## Task directions
Write out the records once more, exactly, and keep any image out.

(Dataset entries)
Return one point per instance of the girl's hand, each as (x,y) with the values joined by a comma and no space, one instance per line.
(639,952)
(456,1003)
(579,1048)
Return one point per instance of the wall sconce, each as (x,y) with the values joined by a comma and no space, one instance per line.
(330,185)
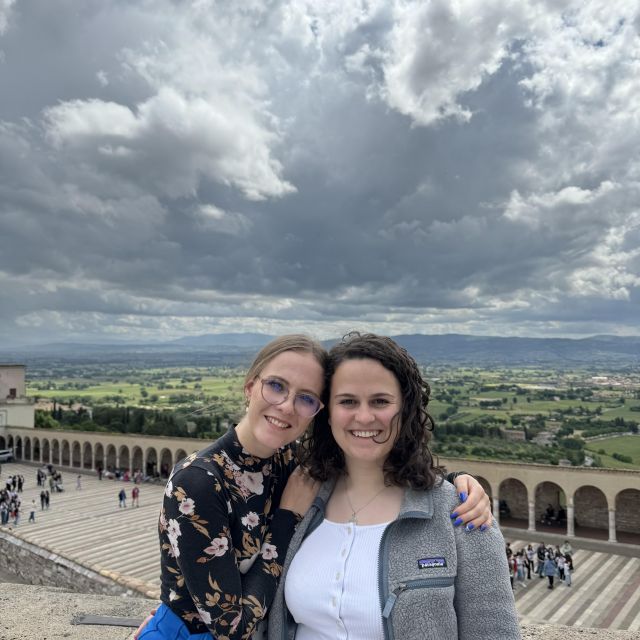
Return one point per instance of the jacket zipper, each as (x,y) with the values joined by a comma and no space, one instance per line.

## Solved problem
Return one point per instance of the girl's hand, each as (x,y) with the values joined by a comma and no space, one instance per line.
(639,952)
(456,1003)
(579,1048)
Return one point per instance of the wall sconce, each as (x,y) with the values joined by a comma and no space, one instance per line.
(330,185)
Return one point per instance of the jacket zipper, each as (x,y) with the values joined by a comma and no space, one instance per line.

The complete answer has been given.